_Rows from a pointing dataset_:
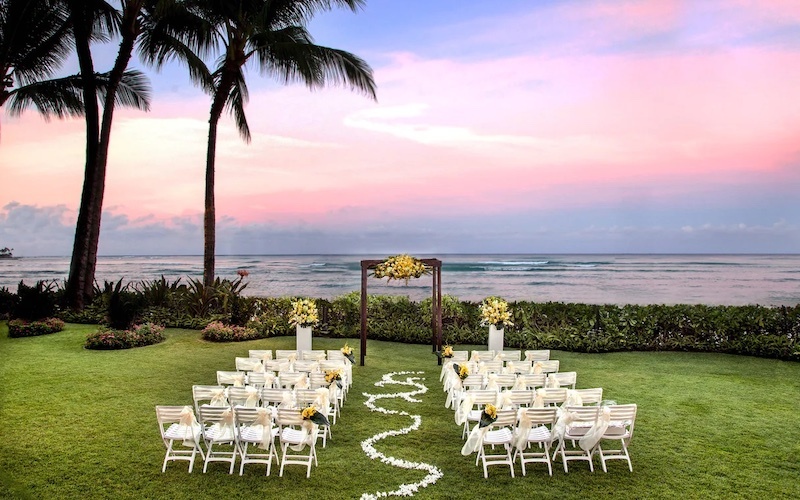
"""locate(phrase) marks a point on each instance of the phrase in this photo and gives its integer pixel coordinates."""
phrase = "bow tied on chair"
(252, 396)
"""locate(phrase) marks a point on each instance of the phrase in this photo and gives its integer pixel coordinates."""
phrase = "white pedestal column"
(303, 338)
(495, 339)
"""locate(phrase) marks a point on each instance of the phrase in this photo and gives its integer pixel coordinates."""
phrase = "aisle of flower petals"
(434, 473)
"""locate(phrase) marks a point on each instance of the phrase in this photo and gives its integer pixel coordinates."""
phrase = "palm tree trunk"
(129, 32)
(75, 291)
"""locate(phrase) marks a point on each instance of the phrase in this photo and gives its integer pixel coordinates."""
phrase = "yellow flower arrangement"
(495, 311)
(401, 267)
(488, 415)
(333, 375)
(304, 313)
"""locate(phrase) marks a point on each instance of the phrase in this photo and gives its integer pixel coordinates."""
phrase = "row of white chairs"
(578, 432)
(228, 433)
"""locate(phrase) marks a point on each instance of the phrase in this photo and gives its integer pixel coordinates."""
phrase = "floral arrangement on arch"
(401, 267)
(495, 311)
(304, 313)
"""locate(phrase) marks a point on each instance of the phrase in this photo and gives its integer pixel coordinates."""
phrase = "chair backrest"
(542, 416)
(509, 355)
(248, 364)
(538, 355)
(623, 415)
(231, 378)
(482, 355)
(519, 366)
(460, 356)
(549, 366)
(533, 381)
(213, 395)
(473, 382)
(591, 396)
(506, 381)
(506, 417)
(244, 396)
(520, 398)
(313, 355)
(491, 366)
(482, 398)
(565, 379)
(262, 354)
(274, 397)
(554, 396)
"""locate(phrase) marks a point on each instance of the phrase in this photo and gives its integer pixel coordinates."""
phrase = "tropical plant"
(273, 34)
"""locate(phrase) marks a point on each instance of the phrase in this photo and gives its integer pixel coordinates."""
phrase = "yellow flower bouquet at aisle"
(304, 313)
(495, 311)
(401, 267)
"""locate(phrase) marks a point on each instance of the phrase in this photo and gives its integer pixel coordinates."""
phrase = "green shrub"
(220, 332)
(35, 302)
(138, 336)
(21, 328)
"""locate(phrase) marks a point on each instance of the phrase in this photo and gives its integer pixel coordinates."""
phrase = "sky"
(500, 127)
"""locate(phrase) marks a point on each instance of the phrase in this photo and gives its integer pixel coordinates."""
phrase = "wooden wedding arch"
(436, 303)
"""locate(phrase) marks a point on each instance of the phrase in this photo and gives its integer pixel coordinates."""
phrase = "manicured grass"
(81, 424)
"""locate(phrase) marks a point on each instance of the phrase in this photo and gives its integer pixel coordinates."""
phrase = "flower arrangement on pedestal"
(348, 353)
(304, 313)
(401, 267)
(495, 312)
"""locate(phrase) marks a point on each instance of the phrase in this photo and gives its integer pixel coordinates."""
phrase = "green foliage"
(220, 332)
(21, 328)
(35, 302)
(138, 336)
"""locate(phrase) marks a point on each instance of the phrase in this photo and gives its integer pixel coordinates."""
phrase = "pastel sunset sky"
(511, 126)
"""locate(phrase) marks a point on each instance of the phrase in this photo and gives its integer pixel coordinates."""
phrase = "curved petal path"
(434, 473)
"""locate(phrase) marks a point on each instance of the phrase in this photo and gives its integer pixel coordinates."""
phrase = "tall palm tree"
(153, 26)
(273, 34)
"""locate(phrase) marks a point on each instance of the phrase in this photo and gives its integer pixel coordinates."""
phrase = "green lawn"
(81, 424)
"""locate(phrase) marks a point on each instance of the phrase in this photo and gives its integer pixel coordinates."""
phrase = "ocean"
(593, 279)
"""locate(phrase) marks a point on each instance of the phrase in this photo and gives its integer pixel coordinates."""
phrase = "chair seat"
(539, 434)
(500, 436)
(253, 435)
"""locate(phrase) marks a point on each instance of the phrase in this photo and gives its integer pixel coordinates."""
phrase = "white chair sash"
(593, 435)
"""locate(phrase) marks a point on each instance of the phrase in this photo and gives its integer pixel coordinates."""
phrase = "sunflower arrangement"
(401, 267)
(348, 353)
(488, 415)
(462, 370)
(311, 413)
(495, 311)
(304, 313)
(332, 376)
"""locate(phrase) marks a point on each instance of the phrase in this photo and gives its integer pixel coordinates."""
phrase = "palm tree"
(273, 34)
(153, 25)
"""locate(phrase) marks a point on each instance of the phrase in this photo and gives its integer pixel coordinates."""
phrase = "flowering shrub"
(495, 311)
(304, 313)
(138, 336)
(219, 332)
(21, 328)
(401, 267)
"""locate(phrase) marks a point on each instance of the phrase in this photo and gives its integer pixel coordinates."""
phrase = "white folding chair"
(575, 422)
(620, 428)
(535, 428)
(538, 355)
(295, 435)
(500, 433)
(178, 427)
(212, 395)
(219, 429)
(255, 435)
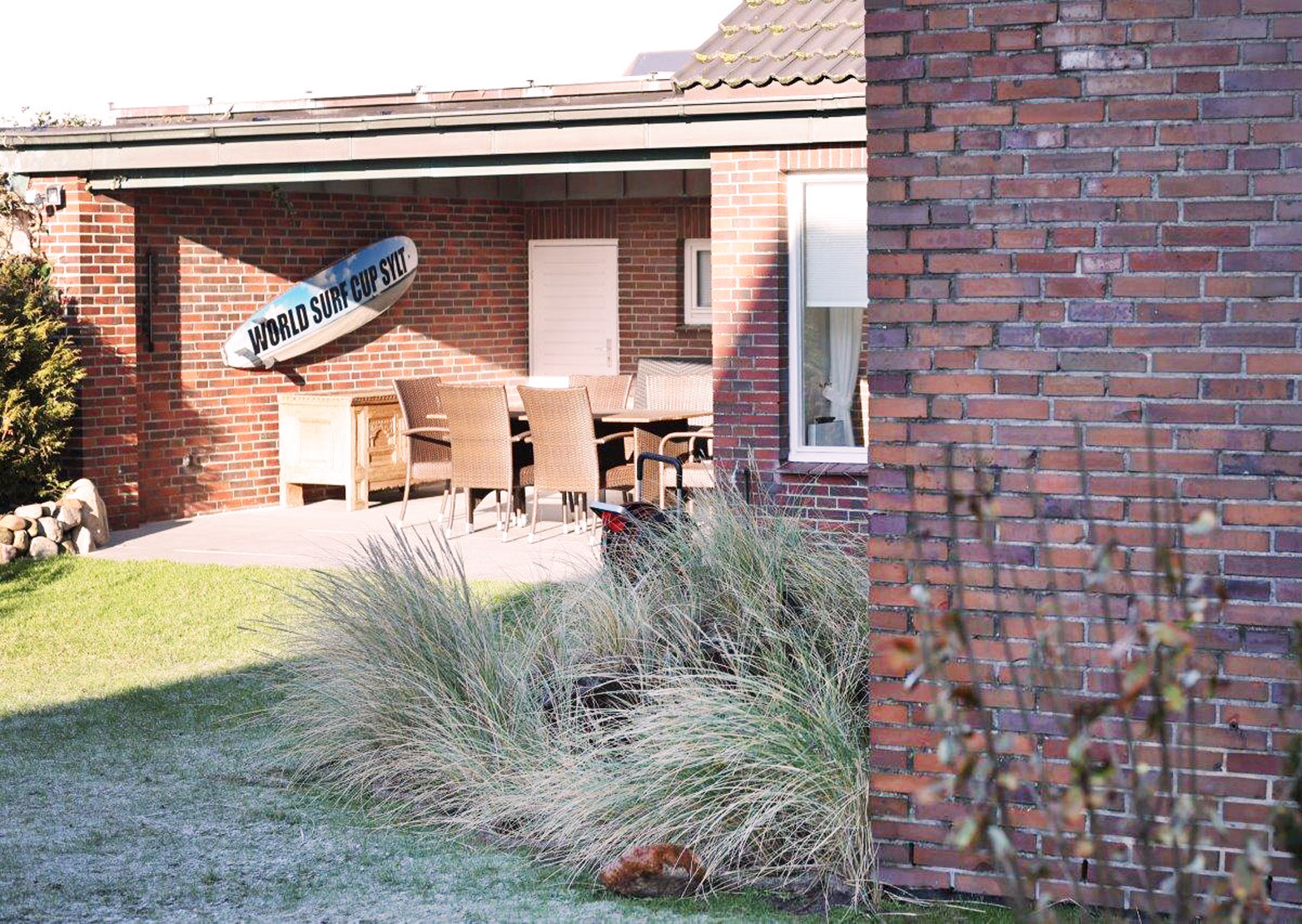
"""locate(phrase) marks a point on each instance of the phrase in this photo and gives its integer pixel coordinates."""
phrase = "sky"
(146, 52)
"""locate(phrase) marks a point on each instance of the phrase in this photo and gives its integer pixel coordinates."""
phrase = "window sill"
(824, 468)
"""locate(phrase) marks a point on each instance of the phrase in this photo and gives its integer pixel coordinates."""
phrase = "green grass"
(134, 781)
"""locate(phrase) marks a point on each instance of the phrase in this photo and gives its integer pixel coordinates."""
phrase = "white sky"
(150, 52)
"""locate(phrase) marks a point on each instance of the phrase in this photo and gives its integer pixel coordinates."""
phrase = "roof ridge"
(779, 27)
(729, 57)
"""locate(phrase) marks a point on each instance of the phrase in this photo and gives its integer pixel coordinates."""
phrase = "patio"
(327, 534)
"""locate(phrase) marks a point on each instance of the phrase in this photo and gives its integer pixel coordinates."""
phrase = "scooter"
(625, 527)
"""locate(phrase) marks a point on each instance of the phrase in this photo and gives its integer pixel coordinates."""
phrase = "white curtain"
(845, 332)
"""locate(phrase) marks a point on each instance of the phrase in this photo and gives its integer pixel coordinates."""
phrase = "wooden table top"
(629, 415)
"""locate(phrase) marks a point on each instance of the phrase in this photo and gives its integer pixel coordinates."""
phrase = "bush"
(1119, 799)
(38, 376)
(719, 700)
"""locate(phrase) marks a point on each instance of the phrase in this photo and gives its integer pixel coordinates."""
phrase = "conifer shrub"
(39, 370)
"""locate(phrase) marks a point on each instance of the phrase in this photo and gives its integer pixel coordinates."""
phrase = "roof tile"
(783, 41)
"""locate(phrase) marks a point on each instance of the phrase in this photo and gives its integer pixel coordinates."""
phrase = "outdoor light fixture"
(52, 198)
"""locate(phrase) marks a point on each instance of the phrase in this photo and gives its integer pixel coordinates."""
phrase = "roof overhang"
(655, 134)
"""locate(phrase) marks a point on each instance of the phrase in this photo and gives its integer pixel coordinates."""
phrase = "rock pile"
(77, 522)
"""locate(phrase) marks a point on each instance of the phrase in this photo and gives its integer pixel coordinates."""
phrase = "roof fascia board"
(659, 108)
(489, 142)
(413, 172)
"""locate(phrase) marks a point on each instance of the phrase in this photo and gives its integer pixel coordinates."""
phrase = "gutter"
(616, 112)
(410, 146)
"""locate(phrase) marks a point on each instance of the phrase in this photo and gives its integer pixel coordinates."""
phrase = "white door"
(573, 307)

_Short exercise_:
Reproduce every record above exactly, omitting the pictures.

_Task result_:
"""locate(phrase) marks a point on each instance of the phrase in this photo and gives its integer pixel coordinates."""
phrase = "bow tied on chair"
(252, 396)
"""locate(phrase) marks a point on each instance of the phrase in this photo and gives its integer pixel coordinates."""
phrase = "white pedestal column"
(303, 338)
(495, 339)
"""locate(phrase) marks a point on each instance of the phrase in this photo and gives its integer pixel coordinates."""
phrase = "aisle of flower petals"
(434, 473)
"""locate(phrase) marks a point on each instance of the phrase in this photo and gives its integer pixel coordinates."""
phrase = "palm tree trunk"
(129, 32)
(75, 291)
"""locate(phrase) marks a point on each instance of the phrase in this photo and gives its integer pixel coordinates."""
phrase = "yellow flower arrangement"
(495, 311)
(401, 267)
(488, 415)
(333, 375)
(304, 313)
"""locate(phrase) marks a point on each instance of the phrase in this photo and gives its integer pixel coordinates."""
phrase = "row of white chairs"
(578, 432)
(228, 433)
"""locate(phrase) marks a point on each instance of the phrase in this photo and gives its integer pixel coordinates."""
phrase = "floral arrangement on arch"
(401, 267)
(495, 311)
(304, 313)
"""locate(phrase) marks a point on each instance of the phrase in this photo and gives its integer pixel coordinates."""
phrase = "chair backrest"
(542, 416)
(509, 355)
(248, 364)
(538, 355)
(623, 415)
(231, 378)
(482, 355)
(519, 366)
(460, 356)
(549, 366)
(533, 381)
(213, 395)
(473, 382)
(591, 396)
(506, 381)
(506, 417)
(244, 396)
(520, 398)
(313, 355)
(491, 366)
(482, 398)
(565, 379)
(262, 354)
(274, 397)
(554, 396)
"""locate(phrase) marks a point on each instance of the phrase in this photo and gives its integer pixel coordinates."""
phrase = "tropical plant"
(273, 34)
"""locate(phrase) marks a point on each instance of the phrase in this photo and gives its integer pixel coordinates."""
phrase = "yellow flower bouquet at aisle"
(304, 313)
(495, 311)
(401, 267)
"""locate(phrase) marks a point on each instance of the phrase in this photo and gives its integer pixel coordinates."""
phrase = "green shrub"
(220, 332)
(35, 302)
(138, 336)
(21, 328)
"""locate(phrase) marks a point on each instance of the phrase in this photo and gives its integer pixel coordinates."""
phrase = "sky"
(500, 127)
"""locate(phrase) marks a point on each instance of the phrase in this photo and gives its integer pixel coordinates."""
phrase = "wooden wedding arch"
(436, 303)
"""locate(phrase) marks a point on each instance of the phrase in this photo and gives its integer pixel coordinates."""
phrase = "manicured grass"
(81, 424)
"""locate(phrase) marks a point on each instance of the phrase in this photo and gives its integer pixel coordinates."""
phrase = "flower arrangement on pedestal"
(348, 353)
(304, 313)
(401, 267)
(495, 312)
"""locate(phrase) marks a point on each instance of the phrase in this photo and gives its integer pixel coordinates."""
phrase = "green foliage"
(220, 332)
(21, 328)
(35, 302)
(138, 336)
"""locate(phrase) marks a point on each instance of the phrase in this photo and gives its integer pixel coordinates."""
phrase = "pastel sunset sky"
(511, 126)
"""locate(phrase) marks a point on each instance of the phrase in this photo and gives its integer pixel coordinates."""
phrase = "curved petal path"
(434, 473)
"""locate(phrase) marks a point on each instance of the phrase in this photo and gives its integer pixel coordinates."""
phrase = "tall palm tree"
(153, 26)
(273, 34)
"""locate(phrase) marks a point on each instance of the phrase in this photo and gives its integer pixel coordinates."""
phrase = "green lawn"
(81, 424)
"""locate(phrase) marks a point on each instance of the phrase in this photo and gives its integer pixel coordinates."""
phrase = "ocean"
(593, 279)
"""locate(phrase) marks a point on each instance of the phrase in this photo and gives its integer pixel coordinates."""
phrase = "chair seat"
(539, 434)
(500, 436)
(253, 435)
"""locate(phrase) marks a point on each instance of the phrase in this photo and gives its integer pixel coordinates."""
phrase = "white chair sash"
(593, 435)
"""locate(phrase) marks a point on each instance of the phrase in this photo and gives its integer pixel coordinates."""
phrase = "sunflower arrangement"
(401, 267)
(348, 353)
(488, 415)
(462, 370)
(311, 413)
(495, 311)
(304, 313)
(332, 376)
"""locate(phrase) marks a point on each instance of the phrase in this photo and gives its integer pixel coordinates."""
phrase = "palm tree"
(273, 34)
(153, 25)
"""locate(phrase) marks a point on each instance of the phrase in this photo and gives its integer pixel coordinates."""
phrase = "flowering shrub"
(495, 311)
(304, 313)
(138, 336)
(219, 332)
(21, 328)
(401, 267)
"""locate(phrase) marks a point on each instance of the phrase in this photo and gives its integer pixel coordinates."""
phrase = "white folding chair"
(575, 422)
(620, 428)
(535, 428)
(538, 355)
(295, 435)
(500, 433)
(178, 427)
(212, 395)
(219, 429)
(255, 435)
"""locate(phrase) marks a point on each instance of the phrase in this photo and gives its integer pixel coordinates."""
phrase = "sky"
(146, 52)
"""locate(phrase) marks a point on each instance of the phrase in this photo and gives its integer pixel coordinates."""
phrase = "window sill"
(824, 468)
"""locate(phrase) marks a point on each instance of the phrase in this photo and gives its integer pixel coordinates."""
phrase = "green grass"
(134, 781)
"""locate(phrase) marks a point on each instance of the phrase in this photo and gives its integer pixel coordinates."""
phrase = "white sky"
(150, 52)
"""locate(phrase) marks a point on each instance of the phrase in this photo and gives its integer pixel coordinates."""
phrase = "roof ridge"
(779, 27)
(729, 57)
"""locate(phrase) marks a point on each instance of the phrase in this photo and gives its integer pixel coordinates."""
phrase = "patio"
(327, 534)
"""locate(phrase) marks a point on each instance of the phrase in this photo and gives its integer pixel coordinates."""
phrase = "scooter"
(625, 527)
"""locate(phrase) marks a point on each instance of the phrase in this photo and gives its integer pixel coordinates."""
phrase = "white curtain"
(845, 332)
"""locate(phrase) marks a point on each instance of the phrase in this photo and gives its integer pixel coordinates."""
phrase = "wooden table top"
(629, 415)
"""locate(phrase) marks a point on each instance of the phrase in this photo and gives its integer pixel coordinates."""
phrase = "bush"
(1119, 799)
(38, 376)
(719, 700)
"""locate(phrase) marks a point on each instance of the phrase in this photo and gives its integer pixel coordinates."""
phrase = "conifer shrub"
(39, 370)
"""locate(phrase) marks a point on each instance of the phrase in this photo and gives its integer pixel coordinates."""
phrase = "roof tile"
(783, 41)
"""locate(phrase) marks a point on each instance of the phrase in this photo and gives its integer pixel coordinates."""
phrase = "outdoor light fixture"
(52, 198)
"""locate(phrase) marks a point on each instance of the phrase in this photo and gives its integer pixel coordinates."""
phrase = "roof overhang"
(655, 134)
"""locate(phrase) marks a point on each instance of the phrase in this photo and gives its integer pixel coordinates."""
phrase = "rock pile"
(77, 522)
"""locate(phrase) marks a point on each instance of the phrase in this photo and gives its integer pixel coordinates."""
phrase = "roof fascia board"
(659, 108)
(489, 142)
(413, 172)
"""locate(phrase) marks a point on each instance of the phrase in this photo and gives its integer pixel coordinates."""
phrase = "gutter"
(616, 112)
(410, 146)
"""locate(phrase) marks a point on each instance of the phrase in this photo and gives its integer pixel coordinates."""
phrase = "white door"
(573, 307)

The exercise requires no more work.